■ **OBJETIVO DE LA TAREA**: Según el fragmento del documento, ¿cómo se titula la biografía de Bécquer que Robert Pageard publicó en 1990?

Tampoco la
crítica europea permaneció dormida. Rica
Brown y su emocionada biografía
-Bécquer (1963)- se puede considerar la
culminación de toda una línea de investigación
en el ámbito anglosajón que jalonan estudios como los
de William Samuel Hendrix sobre
Las Rimas de Bécquer y la influencia de Byron (1931); John
E. Englekirk que analizó su relación
con el mundo fantástico en Edgar Allan Poe in
Hispanic Literature (1934); Edmund
King, Gustavo Adolfo Bécquer:From Painter to
Poet (1953), con un magistral análisis de la
relación de la poesía con otras artes; y otros
ensayos de carácter más englobador como los de
I. L. Mc Clelland, Gustavo
Adolfo Bécquer (1940), Clark
Gallagher, The predecessors of Bécquer in the
Fantastic Tale (1949) o Geoffrey Ribbans con estudios sobre
sus relaciones con Byron o escritores de su tiempo (1952).
En el
ámbito francés hay que mencionar a Robert Pageard que durante medio
siglo ha mantenido una tenaz búsqueda de datos becquerianos,
que han culminado en su indispensable biografía,
Bécquer. Leyenda y realidad (1990), que se debe
completar con sus estudios sobre la relación de
Bécquer con el romanticismo alemán y francés,
su recepción en Francia o sus traducciones al francés
de la obra becqueriana.
Los nuevos poetas
seguían reconociendo su magisterio. Leopoldo Panero, en
«El lenguaje de la poesía», dirá:
Evidentemente, la
poesía de Bécquer, de tan pura interioridad humana,
requiere una expresión anímica y misteriosamente
clara; voluntariamente pobre y desasida, directa y enteriza.
—215→
Bécquer cambia el ritmo y el tono, flexibiliza la
palabra y la hace descansar directamente sobre la intensidad del
sentimiento, devuelve naturalidad a la voz poética y al
mismo tiempo la cubre de gracia y misterio. Al descegar y restaurar
en su honda limpidez expresiva el lenguaje de la poesía,
Bécquer abre el nuevo y transparente camino de la
sensibilidad creadora.
En la
emblemática revista Espadaña (mayo 1944) se
constataba que Bécquer gustaba y no gustaba, pero Antonio
González de Lama acababa reclamando su herencia y en el
número cuatro de la revista Luis López Santos
aconsejaba:
Leed de nuevo a
Bécquer. Objetiva la belleza. Y nos dice: está
ahí: en la naturaleza, en el misterio, en el amor, en la
mujer, mientras eso exista, habrá poesía. Sí,
tiene razón...

■ **LISTADO**:
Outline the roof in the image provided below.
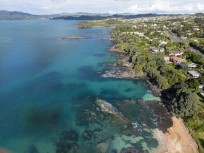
[168,50,185,54]
[188,71,200,76]
[170,56,183,61]
[188,63,197,67]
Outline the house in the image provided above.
[188,71,200,79]
[170,56,186,63]
[188,63,197,68]
[179,63,188,70]
[199,84,204,89]
[164,56,170,62]
[159,47,165,53]
[150,47,159,53]
[166,50,185,56]
[160,41,167,45]
[200,92,204,98]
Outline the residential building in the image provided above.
[150,47,159,53]
[188,71,200,78]
[164,56,170,62]
[179,63,188,70]
[188,63,197,68]
[170,56,186,63]
[166,50,185,56]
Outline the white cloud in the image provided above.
[0,0,204,14]
[126,0,204,14]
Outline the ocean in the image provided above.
[0,20,169,153]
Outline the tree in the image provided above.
[171,86,199,118]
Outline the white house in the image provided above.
[188,71,200,79]
[188,63,197,68]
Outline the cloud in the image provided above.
[0,0,204,14]
[124,0,204,14]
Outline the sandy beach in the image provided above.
[0,147,11,153]
[154,117,199,153]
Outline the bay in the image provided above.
[0,20,171,153]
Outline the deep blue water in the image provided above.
[0,20,170,153]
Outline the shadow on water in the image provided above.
[22,105,65,134]
[78,66,103,81]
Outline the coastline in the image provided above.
[154,116,199,153]
[110,46,199,153]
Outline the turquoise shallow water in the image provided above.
[0,20,171,153]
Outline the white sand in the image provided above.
[154,117,199,153]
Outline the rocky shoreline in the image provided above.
[108,46,199,153]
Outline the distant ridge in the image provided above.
[0,10,36,20]
[0,10,203,20]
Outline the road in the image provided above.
[164,31,204,57]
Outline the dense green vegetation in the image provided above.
[78,16,204,152]
[111,20,204,152]
[77,19,121,28]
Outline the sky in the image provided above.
[0,0,204,14]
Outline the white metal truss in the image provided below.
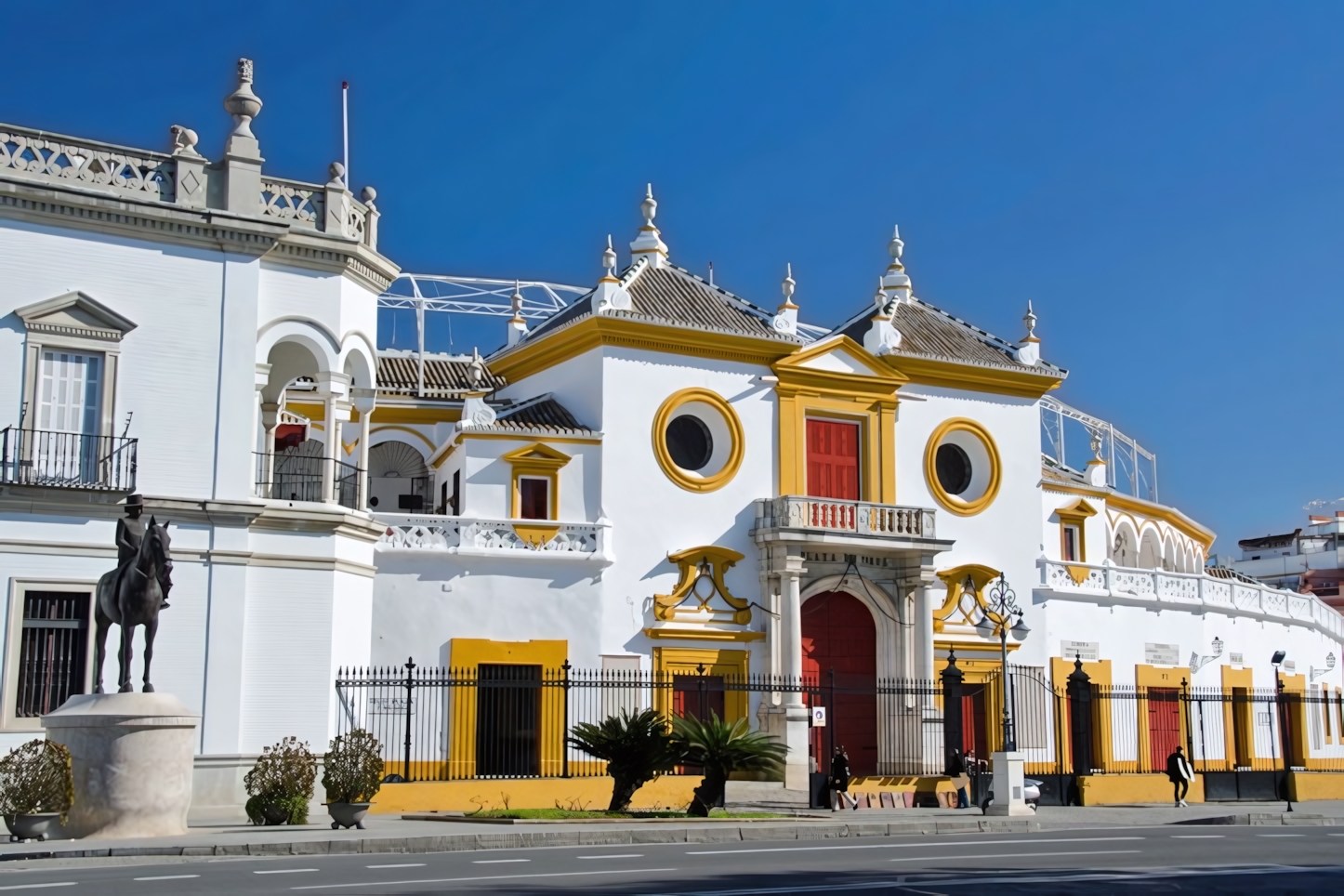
[1040,398,1157,503]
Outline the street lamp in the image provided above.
[976,573,1031,752]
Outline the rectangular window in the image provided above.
[808,419,859,501]
[518,476,551,520]
[13,591,91,718]
[1061,525,1082,563]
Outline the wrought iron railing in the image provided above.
[253,452,362,509]
[0,426,137,492]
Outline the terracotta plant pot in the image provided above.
[326,803,373,830]
[4,811,64,841]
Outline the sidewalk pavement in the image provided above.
[0,800,1344,863]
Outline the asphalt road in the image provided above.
[0,824,1344,896]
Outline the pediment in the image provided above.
[15,290,136,343]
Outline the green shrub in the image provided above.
[323,728,383,803]
[244,737,317,824]
[0,740,75,824]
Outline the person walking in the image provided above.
[831,745,859,811]
[1166,747,1194,809]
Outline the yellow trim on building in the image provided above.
[925,416,1003,516]
[500,441,572,518]
[653,386,746,492]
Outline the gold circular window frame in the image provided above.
[925,416,1003,516]
[653,386,746,493]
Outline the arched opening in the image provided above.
[802,591,877,775]
[368,441,430,513]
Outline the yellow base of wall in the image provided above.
[368,775,703,815]
[1078,775,1205,806]
[1287,771,1344,802]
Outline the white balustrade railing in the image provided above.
[0,125,175,203]
[757,494,934,539]
[374,513,609,556]
[1036,559,1344,643]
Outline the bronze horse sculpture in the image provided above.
[93,517,172,693]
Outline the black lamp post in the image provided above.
[976,573,1031,752]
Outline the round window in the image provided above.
[665,414,714,470]
[935,441,970,494]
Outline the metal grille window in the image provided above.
[15,591,90,718]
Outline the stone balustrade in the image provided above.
[374,513,610,559]
[1036,558,1344,643]
[757,494,935,539]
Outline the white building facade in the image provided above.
[0,63,1344,812]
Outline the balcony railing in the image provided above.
[253,452,362,509]
[1036,560,1344,643]
[757,494,935,539]
[374,513,608,558]
[0,426,136,492]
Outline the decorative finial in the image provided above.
[639,184,659,227]
[224,59,262,139]
[1021,298,1040,343]
[630,184,668,268]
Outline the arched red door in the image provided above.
[802,591,877,775]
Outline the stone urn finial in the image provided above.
[224,59,262,138]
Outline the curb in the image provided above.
[0,818,1039,861]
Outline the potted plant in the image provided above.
[244,737,317,824]
[323,728,383,830]
[0,740,75,841]
[672,709,789,817]
[570,709,681,811]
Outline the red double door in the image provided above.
[808,419,859,501]
[802,591,877,775]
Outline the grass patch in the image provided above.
[468,809,784,821]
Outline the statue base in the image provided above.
[42,693,200,837]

■ **RESULTADO**: Bécquer. Leyenda y realidad.